_YOUR TASK_
Output every line of the records below as a Markdown table, skipping blank lines, with the columns "Row" for a running row number and "Line" for the line itself.
## begin
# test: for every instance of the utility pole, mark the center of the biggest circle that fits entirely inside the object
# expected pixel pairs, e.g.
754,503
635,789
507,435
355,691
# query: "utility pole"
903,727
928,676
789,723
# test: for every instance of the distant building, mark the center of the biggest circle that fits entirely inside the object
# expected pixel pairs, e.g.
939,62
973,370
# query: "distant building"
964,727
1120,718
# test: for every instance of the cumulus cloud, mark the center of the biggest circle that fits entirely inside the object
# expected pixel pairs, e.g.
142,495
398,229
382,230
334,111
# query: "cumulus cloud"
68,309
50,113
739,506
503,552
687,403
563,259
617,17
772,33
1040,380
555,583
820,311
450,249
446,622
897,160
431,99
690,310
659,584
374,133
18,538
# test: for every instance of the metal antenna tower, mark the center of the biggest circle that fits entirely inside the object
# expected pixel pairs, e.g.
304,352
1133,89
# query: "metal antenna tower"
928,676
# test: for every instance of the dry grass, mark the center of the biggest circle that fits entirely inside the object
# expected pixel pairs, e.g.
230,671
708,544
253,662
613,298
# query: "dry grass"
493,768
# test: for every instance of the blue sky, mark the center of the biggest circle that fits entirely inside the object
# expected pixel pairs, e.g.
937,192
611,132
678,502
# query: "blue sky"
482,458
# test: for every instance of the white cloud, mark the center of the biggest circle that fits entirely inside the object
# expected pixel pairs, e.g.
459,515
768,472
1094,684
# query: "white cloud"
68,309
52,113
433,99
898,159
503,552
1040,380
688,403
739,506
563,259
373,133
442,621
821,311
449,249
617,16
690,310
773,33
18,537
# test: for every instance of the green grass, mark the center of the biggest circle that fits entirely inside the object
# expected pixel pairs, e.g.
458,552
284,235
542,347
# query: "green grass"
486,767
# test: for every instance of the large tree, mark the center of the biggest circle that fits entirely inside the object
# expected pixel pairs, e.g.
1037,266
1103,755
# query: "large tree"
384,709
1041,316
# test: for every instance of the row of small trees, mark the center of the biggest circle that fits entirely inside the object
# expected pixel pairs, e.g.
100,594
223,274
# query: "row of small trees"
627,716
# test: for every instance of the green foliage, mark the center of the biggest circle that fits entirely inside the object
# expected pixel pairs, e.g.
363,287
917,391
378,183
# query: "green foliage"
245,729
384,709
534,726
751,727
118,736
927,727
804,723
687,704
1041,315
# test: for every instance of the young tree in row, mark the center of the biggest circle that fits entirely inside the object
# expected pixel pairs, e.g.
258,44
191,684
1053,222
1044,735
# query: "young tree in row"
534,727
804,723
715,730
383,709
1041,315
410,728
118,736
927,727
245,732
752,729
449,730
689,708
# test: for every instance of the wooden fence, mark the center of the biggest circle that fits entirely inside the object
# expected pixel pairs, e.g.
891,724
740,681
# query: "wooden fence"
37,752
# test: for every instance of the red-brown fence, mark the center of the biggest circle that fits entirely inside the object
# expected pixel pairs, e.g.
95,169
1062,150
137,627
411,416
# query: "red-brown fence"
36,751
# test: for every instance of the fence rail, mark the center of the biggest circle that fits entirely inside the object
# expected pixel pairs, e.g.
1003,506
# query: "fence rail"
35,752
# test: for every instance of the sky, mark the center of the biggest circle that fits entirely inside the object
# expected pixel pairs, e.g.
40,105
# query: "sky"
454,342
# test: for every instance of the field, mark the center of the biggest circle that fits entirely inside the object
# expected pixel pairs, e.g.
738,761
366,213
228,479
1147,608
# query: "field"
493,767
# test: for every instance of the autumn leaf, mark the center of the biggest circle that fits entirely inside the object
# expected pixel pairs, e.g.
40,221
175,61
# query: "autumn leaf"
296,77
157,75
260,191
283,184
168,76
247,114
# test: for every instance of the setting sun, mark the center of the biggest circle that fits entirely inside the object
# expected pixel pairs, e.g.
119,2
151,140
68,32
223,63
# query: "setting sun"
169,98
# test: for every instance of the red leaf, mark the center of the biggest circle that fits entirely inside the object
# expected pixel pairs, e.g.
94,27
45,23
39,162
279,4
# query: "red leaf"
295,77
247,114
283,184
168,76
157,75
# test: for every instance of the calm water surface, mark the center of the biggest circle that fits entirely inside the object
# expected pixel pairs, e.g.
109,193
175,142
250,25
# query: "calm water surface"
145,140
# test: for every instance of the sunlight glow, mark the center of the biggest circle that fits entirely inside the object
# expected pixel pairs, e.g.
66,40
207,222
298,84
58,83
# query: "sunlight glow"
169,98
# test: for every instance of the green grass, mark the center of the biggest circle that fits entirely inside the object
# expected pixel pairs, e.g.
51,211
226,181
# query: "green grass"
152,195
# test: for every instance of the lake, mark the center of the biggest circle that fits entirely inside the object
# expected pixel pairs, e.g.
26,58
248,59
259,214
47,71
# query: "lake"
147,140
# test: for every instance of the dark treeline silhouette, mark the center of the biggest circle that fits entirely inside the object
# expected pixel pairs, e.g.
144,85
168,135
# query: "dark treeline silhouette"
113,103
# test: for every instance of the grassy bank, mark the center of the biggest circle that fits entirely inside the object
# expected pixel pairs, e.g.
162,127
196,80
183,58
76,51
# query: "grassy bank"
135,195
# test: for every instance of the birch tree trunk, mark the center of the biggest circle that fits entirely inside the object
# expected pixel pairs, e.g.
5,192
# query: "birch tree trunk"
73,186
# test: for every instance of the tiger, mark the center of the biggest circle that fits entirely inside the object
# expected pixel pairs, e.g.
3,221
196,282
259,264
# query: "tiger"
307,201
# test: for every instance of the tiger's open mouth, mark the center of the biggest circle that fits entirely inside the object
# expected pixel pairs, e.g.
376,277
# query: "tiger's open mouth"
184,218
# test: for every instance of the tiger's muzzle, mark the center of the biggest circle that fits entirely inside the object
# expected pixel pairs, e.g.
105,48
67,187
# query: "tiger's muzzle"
## end
_PROBLEM SOLUTION_
| Row | Line |
|---|---|
| 1 | # test: for every instance of the utility pole, mark the center of the biggest circle that fits entirely inside the object |
| 2 | # expected pixel pairs, e.g. |
| 3 | 754,503 |
| 4 | 635,789 |
| 5 | 507,435 |
| 6 | 355,691 |
| 7 | # query: "utility pole" |
| 8 | 903,727 |
| 9 | 928,676 |
| 10 | 789,723 |
| 11 | # test: for every instance of the distant building, mark the center of the biggest circle that fits entirely inside the object |
| 12 | # expected pixel pairs, e.g. |
| 13 | 939,62 |
| 14 | 973,370 |
| 15 | # query: "distant building" |
| 16 | 964,727 |
| 17 | 1120,718 |
| 18 | # test: for every instance of the cumulus cloud, mark the center of the biggest circle that fits entirely inside the object |
| 19 | # expected pixel pairs, e.g. |
| 20 | 142,495 |
| 21 | 398,229 |
| 22 | 382,230 |
| 23 | 334,111 |
| 24 | # query: "cumulus cloud" |
| 25 | 68,309 |
| 26 | 50,113 |
| 27 | 739,506 |
| 28 | 503,552 |
| 29 | 687,403 |
| 30 | 563,259 |
| 31 | 617,17 |
| 32 | 772,33 |
| 33 | 1040,380 |
| 34 | 555,583 |
| 35 | 820,311 |
| 36 | 450,249 |
| 37 | 446,622 |
| 38 | 897,160 |
| 39 | 431,99 |
| 40 | 690,310 |
| 41 | 659,584 |
| 42 | 374,133 |
| 43 | 18,538 |
| 44 | # test: for every instance of the metal antenna tower, mark the center of the biggest circle that fits entirely inside the object |
| 45 | # expected pixel pairs, e.g. |
| 46 | 304,352 |
| 47 | 1133,89 |
| 48 | # query: "metal antenna tower" |
| 49 | 928,676 |
| 50 | # test: for every instance of the dry grass, mark the center of the biggest circle that fits entirely inside the object |
| 51 | # expected pixel pairs, e.g. |
| 52 | 230,671 |
| 53 | 708,544 |
| 54 | 253,662 |
| 55 | 613,298 |
| 56 | # query: "dry grass" |
| 57 | 493,768 |
| 58 | # test: for every instance of the blue sky, mark the center of the biggest circle that fits entirely inside the object |
| 59 | # expected pixel pairs, e.g. |
| 60 | 937,192 |
| 61 | 611,132 |
| 62 | 678,502 |
| 63 | # query: "blue sky" |
| 64 | 482,458 |
| 65 | # test: for every instance of the white cloud, mark the center of the biggest circle that fits entirely inside the object |
| 66 | # expected pixel pairs, e.g. |
| 67 | 459,515 |
| 68 | 768,472 |
| 69 | 1094,684 |
| 70 | # query: "white cloud" |
| 71 | 68,309 |
| 72 | 52,113 |
| 73 | 433,99 |
| 74 | 898,159 |
| 75 | 503,552 |
| 76 | 1040,380 |
| 77 | 688,403 |
| 78 | 739,506 |
| 79 | 563,259 |
| 80 | 373,133 |
| 81 | 442,621 |
| 82 | 821,311 |
| 83 | 449,249 |
| 84 | 617,16 |
| 85 | 690,310 |
| 86 | 773,33 |
| 87 | 18,537 |
| 88 | # test: for every instance of the green grass, mark the center of the biggest circle that fits entirely inside the object |
| 89 | # expected pixel pairs, e.g. |
| 90 | 458,552 |
| 91 | 284,235 |
| 92 | 542,347 |
| 93 | # query: "green grass" |
| 94 | 486,767 |
| 95 | # test: for every instance of the large tree, mark the center of the biggest circle that fits entirely inside the object |
| 96 | # expected pixel pairs, e.g. |
| 97 | 1037,266 |
| 98 | 1103,755 |
| 99 | # query: "large tree" |
| 100 | 384,709 |
| 101 | 1041,316 |
| 102 | # test: for every instance of the row of small trees, mark the center of the biggest circle that fits entirely inside the object |
| 103 | # expected pixel pairs, e.g. |
| 104 | 100,594 |
| 105 | 223,274 |
| 106 | # query: "row of small trees" |
| 107 | 627,716 |
| 108 | # test: for every instance of the green foliage, mark the center of the biggest circle that fits entirely inside the object |
| 109 | # expected pixel pairs, e.g. |
| 110 | 363,287 |
| 111 | 917,391 |
| 112 | 378,183 |
| 113 | # query: "green foliage" |
| 114 | 245,729 |
| 115 | 384,709 |
| 116 | 534,726 |
| 117 | 751,727 |
| 118 | 118,736 |
| 119 | 927,727 |
| 120 | 804,723 |
| 121 | 687,704 |
| 122 | 1041,315 |
| 123 | # test: for every instance of the young tree in row, mark the center of the biggest circle that fits entirely inside the object |
| 124 | # expected pixel pairs, e.g. |
| 125 | 258,44 |
| 126 | 191,684 |
| 127 | 1053,222 |
| 128 | 1044,735 |
| 129 | # query: "young tree in row" |
| 130 | 534,727 |
| 131 | 804,723 |
| 132 | 715,730 |
| 133 | 383,709 |
| 134 | 1041,315 |
| 135 | 410,728 |
| 136 | 118,736 |
| 137 | 927,727 |
| 138 | 245,732 |
| 139 | 752,729 |
| 140 | 449,730 |
| 141 | 689,708 |
| 142 | # test: for every instance of the wooden fence, mark the center of the biggest circle that fits entirely inside the object |
| 143 | # expected pixel pairs, e.g. |
| 144 | 891,724 |
| 145 | 740,681 |
| 146 | # query: "wooden fence" |
| 147 | 37,752 |
| 148 | # test: for every instance of the red-brown fence, mark the center of the biggest circle that fits entirely inside the object |
| 149 | # expected pixel pairs, e.g. |
| 150 | 95,169 |
| 151 | 1062,150 |
| 152 | 137,627 |
| 153 | 411,416 |
| 154 | # query: "red-brown fence" |
| 155 | 36,751 |
| 156 | # test: for every instance of the fence rail, mark the center of the biggest circle that fits entirely inside the object |
| 157 | # expected pixel pairs, e.g. |
| 158 | 1003,506 |
| 159 | # query: "fence rail" |
| 160 | 35,752 |
| 161 | # test: for every instance of the sky, mark the center of the biggest circle that fits entirely inside the object |
| 162 | # expected pixel pairs, e.g. |
| 163 | 40,105 |
| 164 | # query: "sky" |
| 165 | 454,342 |
| 166 | # test: for every instance of the field, mark the center of the biggest circle that fits entirely inside the object |
| 167 | # expected pixel pairs, e.g. |
| 168 | 738,761 |
| 169 | 366,213 |
| 170 | 228,479 |
| 171 | 1147,608 |
| 172 | # query: "field" |
| 173 | 493,767 |
| 174 | # test: for every instance of the autumn leaf, mark the center of the biggest circle that fits entirely inside the object |
| 175 | # expected pixel pairs, e.g. |
| 176 | 40,221 |
| 177 | 175,61 |
| 178 | # query: "autumn leaf" |
| 179 | 296,77 |
| 180 | 157,75 |
| 181 | 260,191 |
| 182 | 283,184 |
| 183 | 168,76 |
| 184 | 247,114 |
| 185 | # test: for every instance of the setting sun, mark the center of the biggest circle that fits entirely inside the object |
| 186 | # expected pixel pairs, e.g. |
| 187 | 119,2 |
| 188 | 151,140 |
| 189 | 68,32 |
| 190 | 223,63 |
| 191 | # query: "setting sun" |
| 192 | 169,98 |
| 193 | # test: for every instance of the red leaf, mark the center of the biggest circle that fits entirely inside the object |
| 194 | # expected pixel pairs, e.g. |
| 195 | 94,27 |
| 196 | 45,23 |
| 197 | 39,162 |
| 198 | 279,4 |
| 199 | # query: "red leaf" |
| 200 | 295,77 |
| 201 | 247,114 |
| 202 | 283,184 |
| 203 | 168,76 |
| 204 | 157,75 |
| 205 | # test: for every instance of the calm water surface, mark the center of the biggest circle that fits entirely inside the object |
| 206 | # expected pixel pairs, e.g. |
| 207 | 109,193 |
| 208 | 175,142 |
| 209 | 250,25 |
| 210 | # query: "calm water surface" |
| 211 | 145,140 |
| 212 | # test: for every instance of the sunlight glow, mark the center of the biggest circle that fits entirely inside the object |
| 213 | # expected pixel pairs, e.g. |
| 214 | 66,40 |
| 215 | 207,222 |
| 216 | 298,84 |
| 217 | 58,83 |
| 218 | # query: "sunlight glow" |
| 219 | 169,98 |
| 220 | # test: for every instance of the green grass, mark the center of the biggest circle that fits entirely inside the object |
| 221 | # expected pixel pairs, e.g. |
| 222 | 51,211 |
| 223 | 226,181 |
| 224 | # query: "green grass" |
| 225 | 152,195 |
| 226 | # test: for every instance of the lake, mark the center of the biggest circle that fits entirely inside the object |
| 227 | # expected pixel pairs, e.g. |
| 228 | 26,58 |
| 229 | 248,59 |
| 230 | 259,214 |
| 231 | 47,71 |
| 232 | # query: "lake" |
| 233 | 147,140 |
| 234 | # test: for every instance of the dark treeline silhouette, mark the center of the biggest circle that fits entirely inside the object |
| 235 | # expected pixel pairs, e.g. |
| 236 | 144,85 |
| 237 | 168,135 |
| 238 | # query: "dark treeline silhouette" |
| 239 | 113,103 |
| 240 | # test: for every instance of the grassy bank, mark the center of the biggest circle that fits entirely inside the object |
| 241 | # expected pixel pairs, e.g. |
| 242 | 162,127 |
| 243 | 196,80 |
| 244 | 183,58 |
| 245 | 76,51 |
| 246 | # query: "grassy bank" |
| 247 | 135,195 |
| 248 | # test: for every instance of the birch tree trunk, mark the center of the biggest circle that fits entirely inside the object |
| 249 | # expected pixel pairs, e.g. |
| 250 | 5,192 |
| 251 | # query: "birch tree trunk" |
| 252 | 73,186 |
| 253 | # test: for every instance of the tiger, mark the center of the biggest circle that fits entirely inside the object |
| 254 | # expected pixel pairs, e.g. |
| 255 | 3,221 |
| 256 | 196,282 |
| 257 | 259,264 |
| 258 | # query: "tiger" |
| 259 | 307,201 |
| 260 | # test: for every instance of the tiger's open mouth, mark the center of the biggest circle that fits entirely inside the object |
| 261 | # expected pixel pairs, e.g. |
| 262 | 376,277 |
| 263 | # query: "tiger's open mouth" |
| 264 | 184,218 |
| 265 | # test: for every instance of the tiger's muzzle, mark the center of the biggest circle that fits entirely inside the object |
| 266 | # expected pixel pairs, e.g. |
| 267 | 105,48 |
| 268 | 67,187 |
| 269 | # query: "tiger's muzzle" |